• _ACTIVITY_
Could you filter the listing for lines with the word "mountain" and return them?

• _RECORDS FOR THE TASK_
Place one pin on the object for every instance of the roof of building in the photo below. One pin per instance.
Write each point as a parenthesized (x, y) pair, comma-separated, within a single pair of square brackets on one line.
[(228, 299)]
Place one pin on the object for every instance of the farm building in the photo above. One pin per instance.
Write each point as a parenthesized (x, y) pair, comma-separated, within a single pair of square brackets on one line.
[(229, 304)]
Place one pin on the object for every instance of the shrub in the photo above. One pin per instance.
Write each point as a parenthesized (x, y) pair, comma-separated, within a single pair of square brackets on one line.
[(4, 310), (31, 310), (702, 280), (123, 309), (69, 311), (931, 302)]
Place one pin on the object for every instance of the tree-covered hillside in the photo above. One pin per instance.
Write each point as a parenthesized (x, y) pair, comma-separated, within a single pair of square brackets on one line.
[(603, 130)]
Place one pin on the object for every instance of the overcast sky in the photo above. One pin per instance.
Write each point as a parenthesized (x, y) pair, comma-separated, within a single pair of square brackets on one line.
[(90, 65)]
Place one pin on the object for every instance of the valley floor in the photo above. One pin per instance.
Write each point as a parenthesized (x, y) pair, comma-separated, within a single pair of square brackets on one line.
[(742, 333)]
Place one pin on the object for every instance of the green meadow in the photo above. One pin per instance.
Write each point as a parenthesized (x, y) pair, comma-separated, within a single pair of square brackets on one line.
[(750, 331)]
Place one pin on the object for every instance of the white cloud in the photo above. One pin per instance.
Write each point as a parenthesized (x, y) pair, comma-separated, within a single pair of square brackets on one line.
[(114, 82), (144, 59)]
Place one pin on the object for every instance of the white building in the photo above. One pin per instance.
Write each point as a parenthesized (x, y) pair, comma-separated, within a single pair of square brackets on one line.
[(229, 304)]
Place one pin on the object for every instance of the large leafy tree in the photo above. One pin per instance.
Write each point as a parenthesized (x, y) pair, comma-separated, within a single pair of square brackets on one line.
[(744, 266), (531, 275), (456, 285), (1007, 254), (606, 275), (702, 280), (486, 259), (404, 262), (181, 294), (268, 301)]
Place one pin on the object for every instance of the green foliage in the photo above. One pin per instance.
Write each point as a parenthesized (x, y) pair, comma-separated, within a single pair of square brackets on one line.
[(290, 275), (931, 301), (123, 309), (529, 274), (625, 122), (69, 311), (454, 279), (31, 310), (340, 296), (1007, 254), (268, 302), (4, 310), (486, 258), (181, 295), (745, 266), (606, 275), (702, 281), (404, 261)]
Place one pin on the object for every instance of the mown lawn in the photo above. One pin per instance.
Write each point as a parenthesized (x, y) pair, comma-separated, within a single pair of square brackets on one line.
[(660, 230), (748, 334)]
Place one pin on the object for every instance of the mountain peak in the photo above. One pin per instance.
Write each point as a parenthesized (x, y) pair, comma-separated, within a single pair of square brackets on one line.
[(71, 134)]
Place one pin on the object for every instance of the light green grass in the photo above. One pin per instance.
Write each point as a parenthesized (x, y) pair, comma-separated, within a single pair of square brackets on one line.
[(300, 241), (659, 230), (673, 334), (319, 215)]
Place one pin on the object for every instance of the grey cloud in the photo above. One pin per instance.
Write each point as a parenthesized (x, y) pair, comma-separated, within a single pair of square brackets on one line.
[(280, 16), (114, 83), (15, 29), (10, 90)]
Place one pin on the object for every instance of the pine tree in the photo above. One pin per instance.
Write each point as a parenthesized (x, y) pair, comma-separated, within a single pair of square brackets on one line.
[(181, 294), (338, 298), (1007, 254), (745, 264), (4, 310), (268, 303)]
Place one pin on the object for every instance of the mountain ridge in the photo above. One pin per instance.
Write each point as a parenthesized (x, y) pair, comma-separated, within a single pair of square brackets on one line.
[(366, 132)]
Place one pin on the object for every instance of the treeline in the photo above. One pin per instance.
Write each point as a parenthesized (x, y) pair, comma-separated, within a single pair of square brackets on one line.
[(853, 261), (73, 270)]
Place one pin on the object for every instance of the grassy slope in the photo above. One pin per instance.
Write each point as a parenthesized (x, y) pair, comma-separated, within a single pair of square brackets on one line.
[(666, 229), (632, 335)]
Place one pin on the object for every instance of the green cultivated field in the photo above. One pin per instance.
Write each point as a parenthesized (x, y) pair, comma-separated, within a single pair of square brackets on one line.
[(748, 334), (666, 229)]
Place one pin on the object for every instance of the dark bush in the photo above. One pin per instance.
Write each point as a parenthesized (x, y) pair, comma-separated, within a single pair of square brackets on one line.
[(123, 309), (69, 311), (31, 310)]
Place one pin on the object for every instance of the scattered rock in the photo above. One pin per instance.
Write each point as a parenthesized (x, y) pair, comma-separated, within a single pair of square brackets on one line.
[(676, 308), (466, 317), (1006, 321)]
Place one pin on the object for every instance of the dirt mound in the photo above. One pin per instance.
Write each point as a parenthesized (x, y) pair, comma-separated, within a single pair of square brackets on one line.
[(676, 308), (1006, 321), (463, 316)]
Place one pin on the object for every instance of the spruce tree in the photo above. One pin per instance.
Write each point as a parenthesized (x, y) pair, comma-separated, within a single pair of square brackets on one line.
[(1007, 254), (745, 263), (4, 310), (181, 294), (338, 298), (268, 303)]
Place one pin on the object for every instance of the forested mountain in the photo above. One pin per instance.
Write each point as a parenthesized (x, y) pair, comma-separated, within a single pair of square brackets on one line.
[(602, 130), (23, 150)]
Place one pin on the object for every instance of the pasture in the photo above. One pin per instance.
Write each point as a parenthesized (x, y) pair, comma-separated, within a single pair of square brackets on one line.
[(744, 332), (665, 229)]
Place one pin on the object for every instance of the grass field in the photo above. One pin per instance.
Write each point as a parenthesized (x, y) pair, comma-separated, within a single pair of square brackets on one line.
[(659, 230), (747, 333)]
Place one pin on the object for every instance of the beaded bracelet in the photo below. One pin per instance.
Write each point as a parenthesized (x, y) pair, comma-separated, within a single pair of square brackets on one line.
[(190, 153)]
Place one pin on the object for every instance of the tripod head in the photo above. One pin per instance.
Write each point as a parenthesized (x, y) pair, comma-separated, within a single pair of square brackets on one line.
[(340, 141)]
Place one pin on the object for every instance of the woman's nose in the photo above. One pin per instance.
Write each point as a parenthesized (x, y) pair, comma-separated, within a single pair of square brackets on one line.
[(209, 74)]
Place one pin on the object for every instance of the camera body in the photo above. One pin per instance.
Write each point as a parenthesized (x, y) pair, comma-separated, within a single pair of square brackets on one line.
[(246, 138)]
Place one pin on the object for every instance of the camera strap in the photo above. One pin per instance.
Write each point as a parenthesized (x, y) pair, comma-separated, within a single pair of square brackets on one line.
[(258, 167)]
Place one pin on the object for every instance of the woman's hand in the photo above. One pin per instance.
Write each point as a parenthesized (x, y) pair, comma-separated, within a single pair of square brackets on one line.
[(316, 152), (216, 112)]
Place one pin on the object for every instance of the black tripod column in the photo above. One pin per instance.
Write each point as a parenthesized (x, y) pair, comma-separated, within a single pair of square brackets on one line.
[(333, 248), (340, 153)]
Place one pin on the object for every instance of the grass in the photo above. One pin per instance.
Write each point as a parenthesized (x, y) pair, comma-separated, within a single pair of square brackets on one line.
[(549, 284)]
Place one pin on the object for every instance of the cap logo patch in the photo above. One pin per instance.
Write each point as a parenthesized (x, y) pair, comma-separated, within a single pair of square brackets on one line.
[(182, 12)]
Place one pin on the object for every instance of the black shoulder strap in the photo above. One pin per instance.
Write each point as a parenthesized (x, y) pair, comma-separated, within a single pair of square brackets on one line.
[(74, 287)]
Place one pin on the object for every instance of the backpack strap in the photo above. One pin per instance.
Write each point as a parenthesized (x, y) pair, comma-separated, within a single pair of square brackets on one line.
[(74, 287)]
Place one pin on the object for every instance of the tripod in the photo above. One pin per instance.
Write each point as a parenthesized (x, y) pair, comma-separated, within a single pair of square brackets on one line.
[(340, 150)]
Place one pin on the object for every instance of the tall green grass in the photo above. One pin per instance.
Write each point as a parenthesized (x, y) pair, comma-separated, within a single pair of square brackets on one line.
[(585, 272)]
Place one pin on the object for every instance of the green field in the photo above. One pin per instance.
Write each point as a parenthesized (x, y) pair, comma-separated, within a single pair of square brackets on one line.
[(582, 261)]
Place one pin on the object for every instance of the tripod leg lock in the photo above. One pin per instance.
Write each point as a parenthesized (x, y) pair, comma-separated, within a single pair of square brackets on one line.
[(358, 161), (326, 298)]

• _PROBLEM SOLUTION_
Place one pin on the object for every instance of the mountain peak in the photo above. One pin per instance.
Place one pin on the object for every instance of the mountain ridge in the photo above. One pin per instance.
Place one pin on the object for every instance of the forested mountain in the photo above. One pin per instance.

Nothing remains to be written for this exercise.